* Begin TASK DATA *

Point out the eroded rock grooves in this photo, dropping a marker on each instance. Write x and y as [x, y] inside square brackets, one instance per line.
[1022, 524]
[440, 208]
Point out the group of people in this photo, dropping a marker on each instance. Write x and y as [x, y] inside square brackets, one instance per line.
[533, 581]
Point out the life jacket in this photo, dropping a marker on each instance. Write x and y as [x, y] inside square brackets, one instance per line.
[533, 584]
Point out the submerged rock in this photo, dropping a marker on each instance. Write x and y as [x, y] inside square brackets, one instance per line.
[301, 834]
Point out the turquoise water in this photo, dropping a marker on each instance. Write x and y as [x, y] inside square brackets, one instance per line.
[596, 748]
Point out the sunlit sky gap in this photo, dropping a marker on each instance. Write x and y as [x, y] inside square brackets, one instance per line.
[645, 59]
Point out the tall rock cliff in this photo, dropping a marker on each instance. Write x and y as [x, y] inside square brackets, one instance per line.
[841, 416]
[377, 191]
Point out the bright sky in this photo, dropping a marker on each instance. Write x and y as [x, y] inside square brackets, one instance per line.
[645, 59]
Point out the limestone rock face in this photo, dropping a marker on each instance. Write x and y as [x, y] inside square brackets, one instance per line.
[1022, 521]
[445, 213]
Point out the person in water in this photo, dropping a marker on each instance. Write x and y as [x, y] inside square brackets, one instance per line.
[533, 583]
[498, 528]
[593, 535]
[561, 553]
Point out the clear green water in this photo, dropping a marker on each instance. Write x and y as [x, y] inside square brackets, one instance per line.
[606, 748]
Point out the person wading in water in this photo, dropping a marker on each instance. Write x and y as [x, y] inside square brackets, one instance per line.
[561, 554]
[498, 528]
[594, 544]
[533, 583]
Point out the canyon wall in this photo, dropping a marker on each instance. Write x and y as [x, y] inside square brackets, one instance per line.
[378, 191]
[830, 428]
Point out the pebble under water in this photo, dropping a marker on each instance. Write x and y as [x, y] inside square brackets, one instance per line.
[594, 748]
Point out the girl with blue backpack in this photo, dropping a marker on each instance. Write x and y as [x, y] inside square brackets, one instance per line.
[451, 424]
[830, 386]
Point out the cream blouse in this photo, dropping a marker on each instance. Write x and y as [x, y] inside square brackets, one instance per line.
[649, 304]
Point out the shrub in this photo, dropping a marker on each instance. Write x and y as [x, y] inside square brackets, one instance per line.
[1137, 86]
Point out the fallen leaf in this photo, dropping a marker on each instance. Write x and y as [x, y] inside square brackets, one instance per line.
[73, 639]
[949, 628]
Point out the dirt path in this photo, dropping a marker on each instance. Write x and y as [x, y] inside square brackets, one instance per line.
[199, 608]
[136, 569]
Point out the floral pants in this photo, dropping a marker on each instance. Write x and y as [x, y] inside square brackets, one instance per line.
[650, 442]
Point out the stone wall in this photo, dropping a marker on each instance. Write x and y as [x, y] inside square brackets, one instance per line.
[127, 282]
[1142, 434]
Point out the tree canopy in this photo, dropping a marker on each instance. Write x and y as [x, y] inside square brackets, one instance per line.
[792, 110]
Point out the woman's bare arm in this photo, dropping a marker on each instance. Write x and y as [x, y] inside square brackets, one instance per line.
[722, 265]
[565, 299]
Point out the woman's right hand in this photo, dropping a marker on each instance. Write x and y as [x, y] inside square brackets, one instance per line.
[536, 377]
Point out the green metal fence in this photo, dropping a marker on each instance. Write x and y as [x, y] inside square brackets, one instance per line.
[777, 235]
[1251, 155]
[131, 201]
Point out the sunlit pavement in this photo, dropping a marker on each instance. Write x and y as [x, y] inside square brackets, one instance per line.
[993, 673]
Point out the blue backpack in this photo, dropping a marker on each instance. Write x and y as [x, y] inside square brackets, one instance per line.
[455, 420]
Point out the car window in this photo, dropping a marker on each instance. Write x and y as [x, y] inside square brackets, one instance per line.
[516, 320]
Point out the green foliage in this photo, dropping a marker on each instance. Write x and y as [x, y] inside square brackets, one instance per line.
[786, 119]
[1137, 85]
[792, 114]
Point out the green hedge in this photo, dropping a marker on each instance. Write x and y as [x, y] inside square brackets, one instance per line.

* End TASK DATA *

_WORK TO DO:_ Copy all of the rows above, reproducing each line without any change.

_RESULT OF THIS TASK:_
Point out the eroded rock grooves in this photo, dropping a marker on each instance. Write x and y as [x, y] inside square brackets, one instance per line.
[1022, 524]
[440, 208]
Point out the group of people in this photo, dropping a marker on each instance. Write x and y as [x, y] inside square brackets, one instance per line.
[533, 581]
Point out the life jacket in this photo, dropping a marker on each instance. Write x and y as [x, y] inside square brackets, one instance per line.
[533, 584]
Point out the submerged rock in this photo, dropping a marker on each instance. Write x and y as [x, y] inside square brackets, one instance per line.
[301, 834]
Point out the turquoise water in this photo, dropping a marker on each instance. Write x and y as [x, y] inside square brackets, one instance per line.
[596, 748]
Point out the sunlit sky gap in this photo, dropping a marker on each instance. Write x and y as [x, y] inside square brackets, one instance per line.
[645, 59]
Point out the tall rock cliff in this photo, dropping a marker on each instance. Write x and y as [x, y] inside square brackets, one instance per line.
[841, 416]
[377, 191]
Point out the bright sky in this photo, dropping a marker on each instance. Write x and y as [x, y] inside square brackets, one instance per line.
[645, 59]
Point out the limestone rock face in this photo, dropping a marker on each instance. Write x and y as [x, y] inside square brackets, one instance per line.
[1022, 521]
[445, 213]
Point out the person in water in this photo, dropping a marker on each instance. Write x and y as [x, y] inside square brackets, one instance per line.
[533, 583]
[498, 528]
[593, 535]
[561, 553]
Point out the clear green water in this photo, dropping a marker on each instance. Write x and y as [x, y] inside square brackets, one instance per line.
[606, 748]
Point out the person wading in water in this photo, dropping a marker on each instance. Write x and y as [x, y] inside square brackets, one instance per line.
[561, 554]
[498, 528]
[594, 544]
[533, 583]
Point out the canyon wall in this photo, dropping a marker on each instance. Write x and y as [x, y] inside square brackets, one instance per line.
[378, 191]
[830, 428]
Point out the pebble under water in this photo, dropping a marker on each instance. Write x and y as [x, y] inside square brackets, one instance per line.
[594, 748]
Point out the girl with blue backpack in this photo, dropping a marker on each instance. Write x and y as [x, y] inside square brackets, one instance per line.
[451, 424]
[830, 386]
Point out the cream blouse in this photo, dropping a marker on each instance. Write x and y as [x, y] inside square brackets, one instance per line.
[649, 304]
Point out the shrub in this photo, dropping a marker on each instance. Write x and y as [x, y] inside square brackets, one instance per line.
[1137, 86]
Point out the fallen leaf in this photo, dropping a marker on each instance. Write x and y as [x, y] inside square brackets, one instance per line.
[73, 639]
[949, 628]
Point out the dirt path in this photo, dropping a marker on each instance. Write x and y as [x, y] inside square brackets, one instance per line.
[199, 608]
[136, 569]
Point out the floral pants in this photo, dropping a marker on each instance. Write x and y as [x, y] inside square brackets, one instance per line.
[650, 442]
Point out the stone wall in this photo, dropping a marker on each instance. Write x and y as [x, y] inside square brackets, one instance per line.
[127, 282]
[1142, 434]
Point out the tree canopy in this photo, dropping a marker on each instance. Write x and y as [x, y] inside square brackets, one instance per line.
[792, 110]
Point out the woman's bare arm in this photo, dropping a marker on each instance. Write x and y as [x, y] inside square brackets, one instance per line.
[722, 265]
[565, 299]
Point out the woman's right hand in this photo, dropping a marker on each instance. Write x and y as [x, y] inside square brackets, one instance per line.
[536, 377]
Point out the green metal fence in this photo, dropping a marker on each instance. Write x and y as [x, y] inside square brackets, one instance per line.
[777, 235]
[1251, 155]
[131, 201]
Point out the sunlit pavement in this photo, dropping a marker on each instance. Write x and y as [x, y] inside square brackets, one instance per line.
[993, 673]
Point out the blue backpack in this photo, dropping a marker on each instance. Write x and y as [x, y] inside square brackets, one instance per line.
[455, 420]
Point out the car window in this photo, dropping a marker on each instance. Write x and y as [x, y] inside square brackets, one instance per line.
[516, 320]
Point out the green foliage in this photo, dropping a marker on each instance. Write x and y as [x, y] inside square brackets, one instance per line.
[786, 119]
[1137, 85]
[792, 114]
Point out the green hedge in this photo, dropping a marker on each instance. Write x and y as [x, y] inside square brackets, one instance per line.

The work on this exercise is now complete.